SELECTED EXTRACT »

□ □ □ □

The best they can do now is echo the Ayotte line about Miranda rights. The very phrase is guaranteed to spike the blood pressure of right-wingers. But the facts are plain and worth repeating quickly, even though they’re well known: Our track record of convicting terrorists in civilian courts is far superior to the track record of military tribunals.
Up through 2011, according to the NYU Law School Center for Law and Security, the Bush and Obama administrations had commenced the prosecution of more than 300 cases in civilian courts; 204 cases were resolved, with 177 convictions, for an 87 percent conviction rate. By contrast, we convicted via military tribunal up through 2011 a grand total of seven defendants.
Did the Benghazi attack, in the larger scheme of things, happen because of a video or because there wasn’t enough consular security? Neither.
No one that I can find on deadline has been keeping those numbers quite so assiduously since then, but all we have to do is engage the old memory banks for a few moments to know that the more recent years have held to pattern. Why, it was only a month ago that federal prosecutors in Manhattan won the conviction, on all counts, of Mostafa Kemal Mostafa, the British imam who orchestrated the violent kidnappings of American, British, and Australian tourists in Yemen. It took six weeks, and Mostafa himself spent several days on the stand. But he’s headed to the hoosegow, and the jury foreman, a guy from Westchester County who works for Xerox, said there was “no doubt in my mind” that Mostafa got a fair trial.

□ □ □ □

DATA RECORDS »
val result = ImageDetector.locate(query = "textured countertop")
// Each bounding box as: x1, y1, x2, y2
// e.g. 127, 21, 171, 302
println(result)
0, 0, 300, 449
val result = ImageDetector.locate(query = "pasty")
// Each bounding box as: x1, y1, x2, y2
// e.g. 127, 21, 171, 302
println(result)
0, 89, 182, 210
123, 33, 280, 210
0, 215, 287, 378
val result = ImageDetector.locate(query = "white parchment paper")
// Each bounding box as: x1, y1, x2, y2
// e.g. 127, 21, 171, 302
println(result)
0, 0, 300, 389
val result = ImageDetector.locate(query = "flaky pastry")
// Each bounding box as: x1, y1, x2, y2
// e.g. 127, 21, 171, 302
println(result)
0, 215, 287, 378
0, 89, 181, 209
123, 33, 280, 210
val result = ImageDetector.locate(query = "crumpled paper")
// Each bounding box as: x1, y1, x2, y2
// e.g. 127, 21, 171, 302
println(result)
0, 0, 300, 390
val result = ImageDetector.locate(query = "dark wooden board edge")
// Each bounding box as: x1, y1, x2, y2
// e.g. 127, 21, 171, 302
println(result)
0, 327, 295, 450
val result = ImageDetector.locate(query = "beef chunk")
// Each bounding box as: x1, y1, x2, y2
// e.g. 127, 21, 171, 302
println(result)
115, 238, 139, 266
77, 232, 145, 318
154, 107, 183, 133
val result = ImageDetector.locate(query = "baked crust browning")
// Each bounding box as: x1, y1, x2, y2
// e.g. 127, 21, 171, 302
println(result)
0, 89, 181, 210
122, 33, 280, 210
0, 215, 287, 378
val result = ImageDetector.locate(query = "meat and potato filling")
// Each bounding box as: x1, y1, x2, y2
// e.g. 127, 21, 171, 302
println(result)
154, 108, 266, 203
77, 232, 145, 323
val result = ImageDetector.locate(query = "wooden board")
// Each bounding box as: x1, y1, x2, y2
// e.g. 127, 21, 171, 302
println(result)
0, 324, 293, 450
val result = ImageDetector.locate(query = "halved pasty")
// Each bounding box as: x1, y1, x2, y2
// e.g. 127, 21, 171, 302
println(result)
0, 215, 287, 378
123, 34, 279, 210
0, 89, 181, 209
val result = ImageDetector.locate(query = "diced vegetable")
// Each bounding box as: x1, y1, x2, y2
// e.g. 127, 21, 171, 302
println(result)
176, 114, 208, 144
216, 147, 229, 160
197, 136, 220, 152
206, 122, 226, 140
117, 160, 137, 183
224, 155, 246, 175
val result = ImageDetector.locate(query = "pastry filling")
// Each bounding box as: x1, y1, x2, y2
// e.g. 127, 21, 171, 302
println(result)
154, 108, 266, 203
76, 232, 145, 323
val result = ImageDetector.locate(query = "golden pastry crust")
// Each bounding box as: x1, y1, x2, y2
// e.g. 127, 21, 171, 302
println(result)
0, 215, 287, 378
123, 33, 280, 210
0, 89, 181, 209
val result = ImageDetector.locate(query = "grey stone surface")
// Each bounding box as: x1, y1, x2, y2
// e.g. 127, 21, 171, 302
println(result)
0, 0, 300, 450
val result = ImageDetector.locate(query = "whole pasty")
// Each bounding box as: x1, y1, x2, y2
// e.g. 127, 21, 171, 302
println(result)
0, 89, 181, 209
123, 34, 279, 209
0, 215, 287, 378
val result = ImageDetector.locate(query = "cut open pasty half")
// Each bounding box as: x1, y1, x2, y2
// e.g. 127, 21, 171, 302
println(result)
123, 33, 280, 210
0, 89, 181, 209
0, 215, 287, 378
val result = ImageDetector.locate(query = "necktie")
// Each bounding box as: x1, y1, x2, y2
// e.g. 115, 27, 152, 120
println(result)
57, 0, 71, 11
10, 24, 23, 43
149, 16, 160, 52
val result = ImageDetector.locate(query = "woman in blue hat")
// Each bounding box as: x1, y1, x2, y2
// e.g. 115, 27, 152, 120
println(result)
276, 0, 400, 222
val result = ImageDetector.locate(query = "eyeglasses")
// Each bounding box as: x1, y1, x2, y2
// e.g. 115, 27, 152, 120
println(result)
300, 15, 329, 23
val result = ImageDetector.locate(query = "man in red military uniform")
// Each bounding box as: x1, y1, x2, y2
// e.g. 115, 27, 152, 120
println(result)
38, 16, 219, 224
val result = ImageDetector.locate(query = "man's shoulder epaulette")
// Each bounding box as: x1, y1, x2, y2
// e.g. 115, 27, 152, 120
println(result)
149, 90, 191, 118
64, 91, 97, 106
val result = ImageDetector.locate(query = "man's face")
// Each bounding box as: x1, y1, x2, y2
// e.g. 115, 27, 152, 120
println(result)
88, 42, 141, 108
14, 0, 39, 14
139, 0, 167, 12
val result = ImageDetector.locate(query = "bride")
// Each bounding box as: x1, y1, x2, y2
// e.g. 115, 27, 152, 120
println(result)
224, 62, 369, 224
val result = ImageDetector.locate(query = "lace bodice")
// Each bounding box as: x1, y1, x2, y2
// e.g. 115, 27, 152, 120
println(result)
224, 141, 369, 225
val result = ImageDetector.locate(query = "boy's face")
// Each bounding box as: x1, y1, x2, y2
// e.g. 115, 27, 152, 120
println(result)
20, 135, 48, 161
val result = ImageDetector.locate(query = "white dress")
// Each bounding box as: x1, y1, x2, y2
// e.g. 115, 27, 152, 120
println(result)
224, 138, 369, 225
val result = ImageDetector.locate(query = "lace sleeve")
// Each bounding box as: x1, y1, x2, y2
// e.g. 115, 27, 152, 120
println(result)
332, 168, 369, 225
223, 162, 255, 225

□ □ □ □

TASK DESCRIPTION » Render this sentence from the commentary on terrorism trials in Spanish: "It took six weeks, and Mostafa himself spent several days on the stand." The data above are separate material from the text.

RIGHT ANSWER » Tomó seis semanas, y el propio Mostafa pasó varios días en el estrado.